> [The tasks]
A – Translate this sentence from the commentary on the court judgment into Spanish: "But I am intentionally making no such statement here."
B – According to the commentary on the court judgment, which court delivered the convictions in case no. 832/2023?
C – Carry on the commentary on the court judgment from the point where it stops.

** BEGIN Excerpted passage **

The principles at play here rise above politics and into the realm of individual liberties and the rule of law, which once chipped away, leave every single one of us more vulnerable.
The opposition has been convicted. Its leaders in both houses of Parliament have been sentenced to a decade in jail, along with over a hundred other members of their political party. They and seven other opposition parliamentarians have been removed from their elected offices. If you were to apply these words to any country on the planet, most people reading would immediately understand this to be a shameless power grab by an authoritarian status quo; the work of an insecure and dictatorial mindset that treats the will, dissent, and collective intelligence of its own people with ruthless contempt.
But I am intentionally making no such statement here. For now, I’d like to focus instead on one simple, apolitical, and logical question — what did the judgment actually say?
Even if you are not invested in law or politics, it is in your interest to keep an eye on how your judicial system treats others. Not just because that is how it could one day treat you, but because these judgments are representative of where we are as a country, to what extent our rights are enforced, and how we are viewed and treated by those in power.
The convictions in this case, no. 832/ 2023, were delivered by the Anti-Terrorism Court Faisalabad in a 71-page judgment on July 31 written in language far too long and technical to appeal to the average citizen. But I read it, so you don’t have to, and the following aims to be an objective, open-minded analysis.
The verdict
Much about the heart of this document is unravelled in its opening paragraphs. Consider the language it uses to describe how the May 9 protests began: “On the asking of leadership of PTI, the mob became furious …”. This was presented not as an allegation, but as fact. And there is more at play here than the assumption that people can develop emotions purely because someone “asked” them to (the possibility that fully grown adults might hold their own opinions didn’t even warrant consideration here).
A critical and complex legal question — to what extent can the leaders of a party be held responsible for the subsequent actions of its supporters, and how strong is the evidence for that link in this case — stood answered by the Judge before either side’s arguments were even addressed.

** END Excerpted passage **
** BEGIN Rows **

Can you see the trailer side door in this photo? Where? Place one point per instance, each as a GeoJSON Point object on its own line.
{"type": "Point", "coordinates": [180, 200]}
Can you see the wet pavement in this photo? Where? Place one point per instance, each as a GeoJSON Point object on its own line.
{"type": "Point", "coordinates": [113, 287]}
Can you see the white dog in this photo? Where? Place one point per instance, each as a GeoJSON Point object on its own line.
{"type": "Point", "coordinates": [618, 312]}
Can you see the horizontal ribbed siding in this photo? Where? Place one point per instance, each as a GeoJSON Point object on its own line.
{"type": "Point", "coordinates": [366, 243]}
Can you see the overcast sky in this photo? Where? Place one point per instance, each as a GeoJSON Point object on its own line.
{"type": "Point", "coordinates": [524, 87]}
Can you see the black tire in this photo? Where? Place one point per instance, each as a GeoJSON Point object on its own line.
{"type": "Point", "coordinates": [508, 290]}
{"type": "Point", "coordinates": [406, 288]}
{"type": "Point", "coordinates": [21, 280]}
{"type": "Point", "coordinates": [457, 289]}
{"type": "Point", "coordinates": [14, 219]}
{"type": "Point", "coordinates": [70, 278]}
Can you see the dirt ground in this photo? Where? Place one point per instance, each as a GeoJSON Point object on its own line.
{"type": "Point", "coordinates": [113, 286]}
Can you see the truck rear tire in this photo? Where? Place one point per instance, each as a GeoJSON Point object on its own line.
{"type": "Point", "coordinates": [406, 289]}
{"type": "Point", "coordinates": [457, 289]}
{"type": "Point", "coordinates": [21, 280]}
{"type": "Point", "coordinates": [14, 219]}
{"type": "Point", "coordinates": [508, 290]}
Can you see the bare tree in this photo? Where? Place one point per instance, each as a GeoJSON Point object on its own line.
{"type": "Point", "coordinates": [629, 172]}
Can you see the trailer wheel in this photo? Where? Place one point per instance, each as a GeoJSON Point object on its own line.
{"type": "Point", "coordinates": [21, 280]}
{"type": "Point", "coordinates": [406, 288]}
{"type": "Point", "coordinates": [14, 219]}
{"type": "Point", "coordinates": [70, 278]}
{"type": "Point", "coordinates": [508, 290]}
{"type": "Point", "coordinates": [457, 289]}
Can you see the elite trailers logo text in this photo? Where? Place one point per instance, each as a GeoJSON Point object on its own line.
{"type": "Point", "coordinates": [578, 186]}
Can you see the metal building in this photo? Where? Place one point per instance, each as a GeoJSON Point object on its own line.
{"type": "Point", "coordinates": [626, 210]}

** END Rows **

> [Answers provided]
A – Pero aquí, de manera intencional, no hago ninguna afirmación de ese tipo.

B – The Anti-Terrorism Court Faisalabad.

C –
Further down, the evidence presented by the prosecution consists overwhelmingly of social media content, speaking of piles of screenshot printouts and USBs filled with YouTube and TikTok videos purported to be inflammatory. This point would have been much stronger if the witnesses had quoted the specific words spoken by the accused which constituted incitement to violence. In the absence of this, we are expected to trust blindly. To be fair, there is some strong evidence on the record as well, such as photographs of damages and injuries, the recovery of destroyed items, and eyewitnesses to firing, destruction of property, and violence against police officers. This establishes that property damage and violence was indeed done by some people on the ground. But it does not address the question of whether this was specifically ordered or pre-planned as part of a conspiracy. To deal with this point, enter witness 19.
The ‘witness’
He is a sub-inspector who apparently narrated a story of “instigation and abetment” committed at Imran Khan’s Zaman Park residence during meetings on the 7th and 9th of May. This poses an obvious question — how did Mr Sub Inspector listen in to what was said at a high-level meeting between the former prime minister and his party leadership? In his own house? Twice?
One of the attendees of this meeting, former federal minister Hammad Azhar has claimed that the sole evidence relied upon here was that an officer was hiding under a table. And another was behind the curtains.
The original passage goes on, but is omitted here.